**Records provided**

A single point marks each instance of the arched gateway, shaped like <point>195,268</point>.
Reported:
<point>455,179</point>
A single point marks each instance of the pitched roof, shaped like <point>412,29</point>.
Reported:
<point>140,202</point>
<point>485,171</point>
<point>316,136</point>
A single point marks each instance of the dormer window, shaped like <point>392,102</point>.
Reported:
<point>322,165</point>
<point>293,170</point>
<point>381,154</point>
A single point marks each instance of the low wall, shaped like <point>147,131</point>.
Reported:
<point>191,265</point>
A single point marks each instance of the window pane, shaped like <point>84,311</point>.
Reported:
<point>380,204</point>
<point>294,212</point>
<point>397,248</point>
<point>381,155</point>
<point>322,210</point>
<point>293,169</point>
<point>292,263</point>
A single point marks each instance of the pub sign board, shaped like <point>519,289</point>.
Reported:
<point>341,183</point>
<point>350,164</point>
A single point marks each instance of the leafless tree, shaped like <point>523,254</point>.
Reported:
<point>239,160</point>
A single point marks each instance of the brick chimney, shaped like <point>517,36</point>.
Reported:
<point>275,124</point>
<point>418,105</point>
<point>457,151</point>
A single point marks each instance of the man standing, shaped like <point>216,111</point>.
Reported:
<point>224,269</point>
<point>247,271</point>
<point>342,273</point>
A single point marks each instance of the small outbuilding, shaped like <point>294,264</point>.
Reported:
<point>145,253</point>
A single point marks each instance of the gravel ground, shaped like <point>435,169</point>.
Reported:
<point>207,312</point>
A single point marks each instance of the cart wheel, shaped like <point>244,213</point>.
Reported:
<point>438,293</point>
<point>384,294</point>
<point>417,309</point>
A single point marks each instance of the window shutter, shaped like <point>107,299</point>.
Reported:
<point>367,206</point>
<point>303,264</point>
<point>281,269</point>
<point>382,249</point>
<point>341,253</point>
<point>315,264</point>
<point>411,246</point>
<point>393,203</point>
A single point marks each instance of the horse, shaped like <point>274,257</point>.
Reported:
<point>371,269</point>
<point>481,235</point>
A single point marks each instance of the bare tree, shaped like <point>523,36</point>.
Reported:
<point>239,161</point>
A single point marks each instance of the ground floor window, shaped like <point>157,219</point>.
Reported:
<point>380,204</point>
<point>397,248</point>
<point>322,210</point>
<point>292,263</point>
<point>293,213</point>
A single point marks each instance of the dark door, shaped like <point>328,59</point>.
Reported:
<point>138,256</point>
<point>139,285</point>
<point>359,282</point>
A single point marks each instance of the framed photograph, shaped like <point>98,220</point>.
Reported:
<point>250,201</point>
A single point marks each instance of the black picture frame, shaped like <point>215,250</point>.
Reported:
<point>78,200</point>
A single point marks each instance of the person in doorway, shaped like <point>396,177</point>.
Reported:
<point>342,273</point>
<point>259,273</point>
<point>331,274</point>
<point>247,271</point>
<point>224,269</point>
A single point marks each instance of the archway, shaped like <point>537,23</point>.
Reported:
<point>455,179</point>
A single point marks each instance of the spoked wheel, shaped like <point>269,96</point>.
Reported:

**What to produce**
Give back all of the data above without any alteration.

**Task output**
A single point marks each instance of the arched gateway, shaped like <point>195,268</point>.
Reported:
<point>455,179</point>
A single point marks each instance of the pitched roof, shaped like <point>412,29</point>.
Reported:
<point>140,202</point>
<point>485,171</point>
<point>316,136</point>
A single point marks each instance of the dormer window, shaped like <point>392,102</point>.
Reported:
<point>322,165</point>
<point>293,170</point>
<point>381,154</point>
A single point marks each instance of the low wall, shaped like <point>147,131</point>.
Reported:
<point>191,265</point>
A single point marks each instance of the window pane, shaped like <point>84,311</point>.
Reported:
<point>380,204</point>
<point>294,212</point>
<point>397,248</point>
<point>381,155</point>
<point>322,210</point>
<point>293,169</point>
<point>292,263</point>
A single point marks each instance of the pub sign board, shaped like <point>519,289</point>.
Reported:
<point>341,183</point>
<point>350,164</point>
A single point marks each instance of the leafless tree, shaped like <point>523,254</point>.
Reported:
<point>239,160</point>
A single point marks each instance of the brick chimney, shaped like <point>517,36</point>.
Reported:
<point>275,124</point>
<point>418,105</point>
<point>457,151</point>
A single point marks each instance of the man standing, shaped like <point>216,111</point>.
Reported:
<point>224,269</point>
<point>247,271</point>
<point>342,273</point>
A single point marks each instance of the small outbuilding, shaped like <point>294,264</point>.
Reported:
<point>145,253</point>
A single point marks each instance of the gravel ground, shaped like <point>435,169</point>.
Reported:
<point>207,312</point>
A single point marks each instance of the cart wheel, shaped like <point>244,213</point>.
Reported:
<point>438,293</point>
<point>384,294</point>
<point>417,309</point>
A single point marks each instance of the window shutter, shaped like <point>107,299</point>.
Reported:
<point>367,206</point>
<point>303,264</point>
<point>281,269</point>
<point>382,249</point>
<point>341,253</point>
<point>315,264</point>
<point>411,246</point>
<point>393,203</point>
A single point marks each instance of the horse, shaped like <point>274,257</point>.
Reported:
<point>371,269</point>
<point>481,235</point>
A single point marks each instance of the bare tree, shaped like <point>523,36</point>.
Reported:
<point>239,161</point>
A single point marks each instance of the ground floor window, shaped like <point>157,219</point>.
Reported:
<point>380,204</point>
<point>397,248</point>
<point>322,210</point>
<point>292,263</point>
<point>293,213</point>
A single point marks each instance of the dark door, shaped like <point>328,59</point>.
Reported:
<point>138,256</point>
<point>139,285</point>
<point>359,282</point>
A single point marks each instance of the framed photograph, shaped like <point>98,220</point>.
Reported:
<point>250,201</point>
A single point marks each instance of the black picture frame, shaped like <point>215,250</point>.
Reported:
<point>78,200</point>
A single point marks each instance of the person in doorway, shaped like <point>396,177</point>.
Reported:
<point>342,273</point>
<point>259,273</point>
<point>331,274</point>
<point>247,271</point>
<point>224,269</point>
A single point marks each instance of the archway, shaped like <point>537,23</point>.
Reported:
<point>455,179</point>
A single point marks each instance of the spoked wheel, shaped like <point>269,96</point>.
Reported:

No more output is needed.